**ACTIVITY**.
Retype everything from the start of the rows down to the line containing "negative clicks: (420, 54) (98, 837)", both ends included, leaving the pictures out of your answer.

Segment Start: DATASET RECORDS

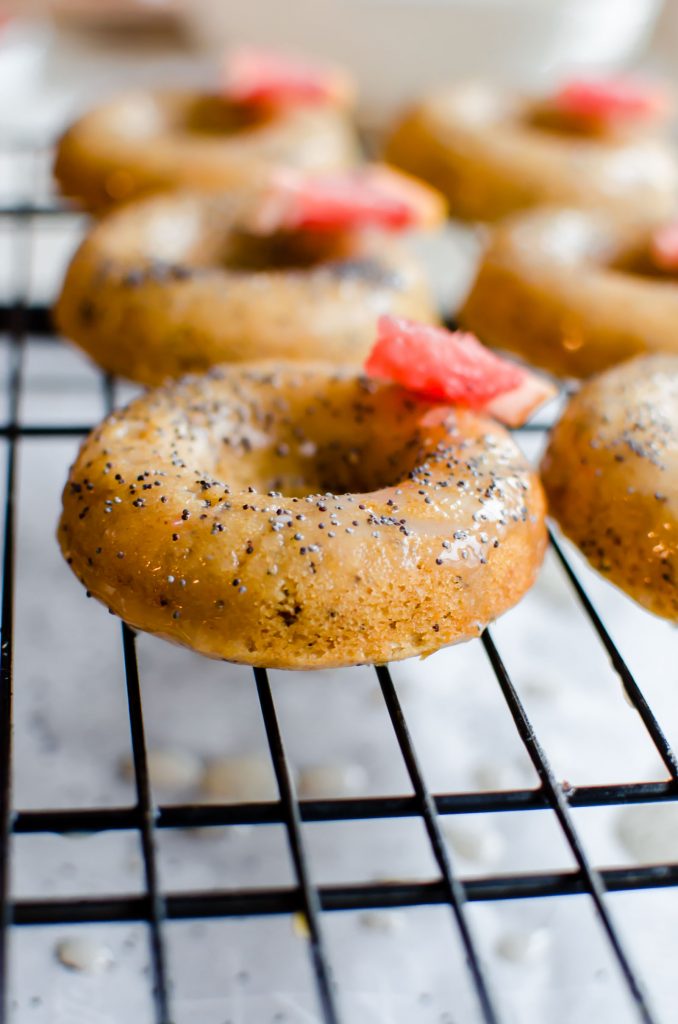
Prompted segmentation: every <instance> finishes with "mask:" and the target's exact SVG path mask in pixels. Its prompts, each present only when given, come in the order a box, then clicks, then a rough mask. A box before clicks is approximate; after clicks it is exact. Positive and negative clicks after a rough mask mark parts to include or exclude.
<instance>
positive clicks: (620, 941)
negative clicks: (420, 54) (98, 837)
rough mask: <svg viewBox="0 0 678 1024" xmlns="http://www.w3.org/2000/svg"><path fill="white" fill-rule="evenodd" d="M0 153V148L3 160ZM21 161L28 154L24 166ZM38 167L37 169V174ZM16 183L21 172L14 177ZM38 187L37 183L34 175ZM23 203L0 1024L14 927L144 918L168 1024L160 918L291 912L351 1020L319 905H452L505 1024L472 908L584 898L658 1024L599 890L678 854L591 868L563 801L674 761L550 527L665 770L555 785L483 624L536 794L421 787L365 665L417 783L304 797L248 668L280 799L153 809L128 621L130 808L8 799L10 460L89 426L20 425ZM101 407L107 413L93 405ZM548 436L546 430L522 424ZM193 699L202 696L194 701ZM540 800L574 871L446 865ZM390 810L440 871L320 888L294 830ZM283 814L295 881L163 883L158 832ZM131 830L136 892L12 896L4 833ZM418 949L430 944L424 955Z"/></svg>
mask: <svg viewBox="0 0 678 1024" xmlns="http://www.w3.org/2000/svg"><path fill="white" fill-rule="evenodd" d="M2 155H4V156H11V157H12V159H14V160H17V161H19V162H24V164H25V165H26V166H28V165H29V164H30V165H31V166H32V167H37V166H40V163H41V161H42V162H43V163H44V161H43V158H44V152H43V151H42V150H37V148H35V147H33V146H32V145H29V144H27V145H19V146H13V147H11V148H10V147H6V150H5V151H4V154H2ZM0 156H1V155H0ZM27 162H28V164H27ZM33 173H34V172H33V171H32V174H33ZM23 178H24V180H28V179H27V178H26V176H25V175H23ZM30 180H31V181H34V180H35V179H34V177H31V178H30ZM27 193H28V194H27V195H26V197H25V198H24V199H19V201H15V202H11V203H5V204H4V205H2V206H1V207H0V221H1V223H2V224H3V225H4V227H5V228H6V229H7V230H8V231H9V234H10V245H11V258H12V291H13V297H12V299H11V301H9V302H6V303H4V304H2V305H1V306H0V333H1V334H2V335H4V336H5V337H6V339H7V340H8V349H9V365H8V372H7V392H6V418H5V420H4V422H2V423H0V437H1V438H3V439H4V442H5V444H6V452H7V457H6V470H5V473H6V478H5V506H4V538H3V554H2V571H3V580H2V596H1V613H0V615H1V631H2V645H1V649H0V733H1V735H0V905H1V907H2V930H0V984H1V986H2V1001H1V1002H0V1024H5V1022H7V1021H8V1020H9V1016H10V1015H9V1008H8V999H7V990H8V989H7V977H8V971H9V964H8V932H9V930H10V929H12V928H16V927H23V928H25V927H27V926H31V927H36V926H45V925H55V924H58V925H66V924H68V925H78V924H84V923H94V922H99V923H103V922H105V923H109V922H138V923H144V924H145V926H146V928H147V937H149V944H150V955H151V965H152V977H151V979H150V984H151V985H152V988H153V1007H154V1014H155V1020H156V1022H157V1024H170V1022H171V1021H172V1020H173V1012H172V995H171V980H170V978H169V976H168V975H169V972H168V967H167V959H166V943H165V930H166V927H167V923H168V922H172V921H179V920H187V919H214V918H224V919H225V918H229V919H243V918H248V916H249V918H253V916H254V918H255V916H262V915H287V916H292V918H295V920H296V921H298V922H300V923H301V926H302V928H303V934H304V937H305V939H306V941H307V951H308V956H309V959H310V965H311V968H312V973H313V976H314V981H315V986H316V992H317V1000H319V1008H320V1009H319V1014H320V1016H319V1019H320V1020H322V1021H323V1022H324V1024H339V1022H340V1021H343V1022H344V1024H358V1022H356V1021H348V1022H347V1020H346V1018H345V1017H344V1016H343V1015H342V1011H341V992H340V991H337V989H336V987H335V985H334V983H333V980H332V964H331V958H330V955H329V953H328V947H327V943H326V940H325V938H324V931H325V928H324V923H325V920H326V915H328V914H331V913H333V912H336V911H341V910H368V909H375V908H381V909H383V908H395V907H414V906H430V905H441V906H444V907H447V908H449V912H450V913H451V914H452V918H453V920H454V926H455V928H456V929H457V932H458V936H459V939H460V940H461V944H462V946H463V950H464V955H465V961H466V966H467V970H468V974H469V978H470V981H471V983H472V987H473V989H474V995H475V1000H476V1008H477V1011H478V1016H479V1019H480V1020H482V1021H484V1022H485V1024H499V1022H501V1021H503V1020H504V1019H505V1018H504V1013H503V1000H502V992H501V990H499V991H498V990H494V989H493V985H492V984H491V982H490V980H489V977H488V974H486V971H485V968H484V966H483V956H482V955H481V952H480V950H479V948H478V944H477V941H476V937H475V934H474V929H473V927H472V922H471V920H470V915H469V904H470V903H472V902H489V901H502V900H517V901H519V900H526V899H535V898H539V899H544V898H547V897H553V896H571V895H575V894H583V895H584V896H585V897H586V898H588V900H589V901H590V904H591V906H592V907H593V909H594V911H595V915H596V916H597V919H598V923H599V926H600V929H601V931H602V934H603V935H604V938H605V941H606V942H607V943H608V947H609V950H610V951H611V955H612V957H613V959H615V961H616V962H617V969H618V971H619V973H620V977H621V979H622V983H623V985H624V986H625V987H626V992H627V998H628V1000H629V1002H630V1005H631V1006H632V1007H633V1008H634V1012H635V1015H636V1017H637V1019H638V1020H639V1021H643V1022H645V1024H659V1018H658V1017H656V1016H655V1014H654V1011H653V1010H652V1007H651V1000H650V998H649V997H648V996H647V994H646V992H645V988H644V984H643V980H642V979H641V978H640V977H639V975H638V973H637V972H636V970H635V968H634V965H633V963H632V962H631V958H630V957H629V954H628V952H627V950H626V945H625V942H624V940H623V938H622V935H621V934H620V932H619V931H618V929H617V927H616V924H615V921H613V920H612V915H611V913H610V908H609V901H608V894H609V893H613V892H623V891H629V890H640V889H652V888H661V887H669V886H678V864H675V863H665V864H652V865H639V866H633V867H616V868H609V869H605V870H601V869H598V868H596V867H594V866H593V864H592V862H591V860H590V858H589V856H588V854H587V850H586V848H585V844H584V841H583V839H582V837H581V835H580V831H579V830H578V827H577V826H576V821H575V816H574V814H573V811H574V810H575V809H578V808H588V807H596V808H599V807H610V806H623V805H629V804H633V803H636V804H642V803H647V802H659V801H671V800H676V799H678V762H677V761H676V756H675V754H674V752H673V750H672V749H671V745H670V743H669V741H668V740H667V738H666V736H665V734H664V732H663V729H662V727H661V725H660V723H659V721H658V719H656V718H655V716H654V714H653V712H652V709H651V708H650V707H649V705H648V703H647V701H646V699H645V697H644V695H643V692H642V691H641V688H640V686H639V685H638V683H637V682H636V679H635V678H634V676H633V674H632V672H631V670H630V669H629V667H628V666H627V664H626V662H625V659H624V657H623V655H622V653H621V652H620V650H619V649H618V647H617V646H616V644H615V642H613V640H612V638H611V636H610V634H609V632H608V630H607V628H606V626H605V623H604V622H603V620H602V616H601V614H600V613H599V612H598V611H597V610H596V607H595V605H594V602H593V599H592V598H591V597H590V596H589V594H588V593H587V590H586V589H585V587H584V585H583V584H582V582H581V580H580V575H579V573H578V570H577V569H576V567H575V566H574V564H573V563H571V560H570V556H569V555H568V554H567V552H566V550H565V548H564V546H563V545H562V544H561V542H560V541H559V540H558V539H557V538H556V537H555V536H553V535H552V536H551V544H552V547H553V551H554V552H555V555H556V557H557V559H558V561H559V564H560V566H561V569H562V571H563V572H564V574H565V578H566V579H567V581H568V583H569V586H570V587H571V588H573V590H574V593H575V595H576V597H577V599H578V601H579V604H580V608H581V615H582V616H584V618H585V620H586V621H588V627H589V628H591V629H592V630H593V631H595V634H596V635H597V638H598V640H599V642H600V644H601V645H602V646H603V648H604V650H605V651H606V653H607V655H608V657H609V658H610V660H611V664H612V666H613V669H615V671H616V672H617V674H618V675H619V678H620V680H621V682H622V685H623V688H624V691H625V693H626V694H627V696H628V698H629V700H630V701H631V702H632V705H633V707H634V708H635V710H636V712H637V713H638V715H639V717H640V719H641V721H642V723H643V725H644V728H645V730H646V732H647V734H648V736H649V737H650V739H651V742H652V744H653V745H654V749H655V751H656V753H658V755H659V757H660V759H661V761H662V762H663V764H664V766H665V768H666V771H667V773H668V776H669V777H668V780H666V781H652V782H641V781H637V782H625V783H620V784H609V785H588V786H580V787H578V788H573V787H568V786H566V785H563V784H562V783H561V782H559V781H558V780H557V778H556V776H555V774H554V772H553V770H552V769H551V767H550V764H549V761H548V759H547V756H546V754H545V751H544V749H543V746H542V743H541V742H540V739H539V737H538V735H537V734H536V731H535V729H534V727H533V724H532V722H531V720H529V719H528V717H527V714H526V711H525V708H524V706H523V703H522V701H521V699H520V696H519V694H518V689H517V687H516V685H515V683H514V680H513V679H512V678H511V675H510V673H509V671H508V670H507V667H506V665H505V663H504V659H503V657H502V652H501V650H500V649H499V646H498V644H497V643H496V642H495V639H494V636H493V630H492V629H489V630H486V631H485V632H484V634H483V636H482V637H481V638H480V639H479V640H477V641H474V643H476V644H479V645H481V647H482V650H483V652H484V656H485V657H486V659H488V662H489V665H490V666H491V668H492V671H493V673H494V676H495V679H496V684H497V688H498V694H501V698H502V699H503V700H504V701H505V705H506V708H507V709H508V712H509V713H510V717H511V719H512V721H513V724H514V727H515V730H516V732H517V735H518V737H519V739H520V741H521V743H522V744H523V746H524V751H525V752H526V755H527V756H528V758H529V760H531V761H532V764H533V766H534V768H535V770H536V772H537V775H538V777H539V785H538V786H537V787H535V788H515V790H510V791H506V790H504V791H498V792H481V793H471V792H451V793H431V792H430V790H429V787H428V786H427V783H426V781H425V777H424V773H423V771H422V768H421V763H420V757H419V754H418V751H417V749H416V744H415V741H414V738H413V734H412V732H411V728H410V725H409V722H408V720H407V717H406V714H405V711H404V706H402V703H401V701H400V699H399V697H398V693H397V691H396V687H395V686H394V683H393V678H392V675H391V672H390V671H389V668H388V667H387V666H378V667H375V669H374V672H375V673H376V677H377V681H378V687H379V691H380V693H381V699H382V700H383V705H384V708H385V710H386V712H387V716H388V720H389V721H390V725H391V727H392V731H393V735H394V738H395V740H396V743H397V748H398V750H399V756H400V757H401V761H402V764H404V766H405V769H406V771H407V775H408V777H409V780H410V782H411V786H412V794H411V795H408V796H401V797H398V796H392V795H391V796H371V797H367V798H359V799H358V798H351V799H337V800H300V799H298V797H297V794H296V791H295V780H294V775H293V772H292V771H291V766H290V761H289V758H288V754H287V749H286V738H285V735H284V731H283V727H282V724H281V718H280V715H279V711H278V708H277V703H276V700H274V696H273V690H272V688H271V685H270V681H269V678H268V674H267V672H266V671H265V670H264V669H258V670H254V673H253V676H254V678H253V685H254V687H255V690H256V695H257V698H258V703H259V709H260V714H261V719H262V722H263V726H264V729H265V736H266V741H267V745H268V752H269V756H270V760H271V763H272V767H273V770H274V776H276V780H277V784H278V790H279V795H280V799H278V800H276V801H267V802H264V803H259V802H257V803H242V804H235V805H234V804H219V805H199V804H180V805H176V804H173V805H168V806H157V805H156V803H155V801H154V797H153V793H152V787H151V781H150V771H149V759H147V750H146V742H145V738H144V716H143V707H142V699H141V689H140V684H139V670H138V666H137V655H136V638H135V635H134V633H133V632H132V631H131V630H130V629H128V628H127V627H126V626H122V636H121V643H122V651H123V662H124V678H125V685H126V697H127V705H128V712H129V728H130V738H131V752H132V760H133V767H134V778H135V799H134V802H133V803H132V804H131V805H130V806H121V807H108V806H101V807H98V806H93V807H86V808H68V807H63V808H61V809H50V810H44V811H43V810H22V809H20V808H19V809H16V808H15V807H14V806H13V802H12V784H11V783H12V777H11V776H12V678H13V673H12V669H13V643H12V638H13V627H14V615H15V607H14V600H13V595H14V586H15V582H16V579H15V535H16V525H17V523H16V478H17V457H18V453H19V450H20V447H22V444H23V443H24V441H25V439H28V438H31V439H33V441H35V442H40V441H41V440H43V439H53V438H58V437H79V436H81V435H83V434H84V433H85V432H86V431H87V430H88V429H89V427H90V426H91V425H92V424H90V423H81V422H77V421H75V422H69V423H62V422H58V423H57V422H45V423H32V424H25V423H24V422H23V419H22V416H20V401H22V396H23V388H24V376H25V372H24V368H25V359H26V356H27V352H29V351H30V349H31V347H32V346H35V345H36V344H44V343H45V341H46V340H47V339H49V338H51V332H52V328H51V323H50V315H49V311H48V308H47V307H46V306H45V305H43V304H36V303H35V302H32V301H30V299H29V290H28V282H29V276H30V271H31V258H32V252H33V251H34V247H35V246H36V245H39V244H40V239H39V237H38V232H36V231H35V230H34V225H35V223H36V222H37V220H38V219H39V218H45V217H46V218H55V219H58V218H60V217H62V216H63V215H65V214H66V211H65V209H63V208H62V207H60V206H59V205H58V204H57V203H56V202H53V201H52V200H50V199H48V198H46V199H45V200H44V201H40V202H37V201H36V200H35V195H38V194H39V189H38V188H37V186H35V188H34V186H33V185H31V187H29V188H28V189H27ZM101 389H102V390H101V393H102V396H103V406H104V407H105V408H109V409H110V408H111V407H112V402H113V382H111V381H110V380H108V379H105V378H102V380H101ZM102 411H103V410H102ZM532 429H533V430H537V431H540V430H543V429H544V428H543V427H536V428H532ZM198 699H199V698H198ZM545 809H550V811H551V812H552V813H553V815H554V817H555V819H556V820H557V822H558V825H559V828H560V830H561V834H562V837H563V838H564V840H565V842H566V844H567V846H568V847H569V850H570V852H571V855H573V858H574V863H575V865H576V866H575V868H574V869H571V870H566V871H532V872H523V873H514V874H485V876H482V877H479V878H472V879H464V878H462V877H460V873H459V871H458V869H457V867H456V864H455V863H454V862H453V857H452V855H451V852H450V849H449V846H448V844H447V843H446V842H444V839H443V836H442V831H441V820H442V818H443V817H444V816H451V815H460V814H475V815H486V814H491V813H498V812H521V813H523V814H525V815H529V814H533V813H535V812H537V811H541V810H545ZM389 818H418V819H419V820H420V821H421V822H422V823H423V825H424V828H425V833H426V836H427V842H428V843H429V845H430V850H431V852H432V855H433V858H434V861H435V863H436V865H437V871H438V877H437V879H435V880H433V881H412V882H379V883H376V882H373V883H361V884H354V885H316V884H315V883H314V881H313V873H312V871H311V867H310V861H309V856H308V849H307V843H306V839H305V835H304V827H305V825H306V824H307V823H311V822H342V821H356V820H363V821H365V820H369V821H379V820H385V819H389ZM262 824H280V825H282V826H284V828H285V831H286V837H287V842H288V845H289V850H290V854H291V860H292V864H293V867H294V884H293V885H291V886H287V887H281V886H270V887H264V888H259V889H256V890H254V889H252V890H245V889H240V888H239V889H236V888H231V889H222V890H218V891H216V890H211V889H210V890H206V891H192V892H176V893H175V892H167V891H164V890H163V888H162V887H161V885H160V882H159V874H158V853H157V841H158V836H159V833H160V831H161V830H163V829H198V828H204V827H207V826H215V825H220V826H225V827H230V826H236V825H262ZM116 830H118V831H123V830H132V831H135V833H136V834H137V835H138V838H139V841H140V848H141V852H142V864H143V891H142V892H141V893H139V894H136V895H131V896H126V895H117V894H112V895H98V894H97V895H92V896H91V897H87V896H85V897H82V898H77V899H68V898H40V899H18V900H13V899H12V898H11V897H10V887H9V868H10V849H11V844H10V840H11V838H12V836H20V835H28V834H31V835H37V834H48V833H58V834H71V835H73V834H79V833H82V834H95V833H98V831H116ZM422 955H425V952H422Z"/></svg>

Segment End: DATASET RECORDS

**COMPLETED EXERCISE**.
Prompted segmentation: every <instance> finishes with "mask:" and the target's exact SVG path mask in pixels. Its prompts, each present only when given, come in the order a box, then clicks, then a rough mask. A box before clicks is approximate; after clicks it is exact. Positive and negative clicks after a rough mask mark parts to include or exclude.
<instance>
positive clicks: (620, 941)
negative clicks: (420, 54) (98, 837)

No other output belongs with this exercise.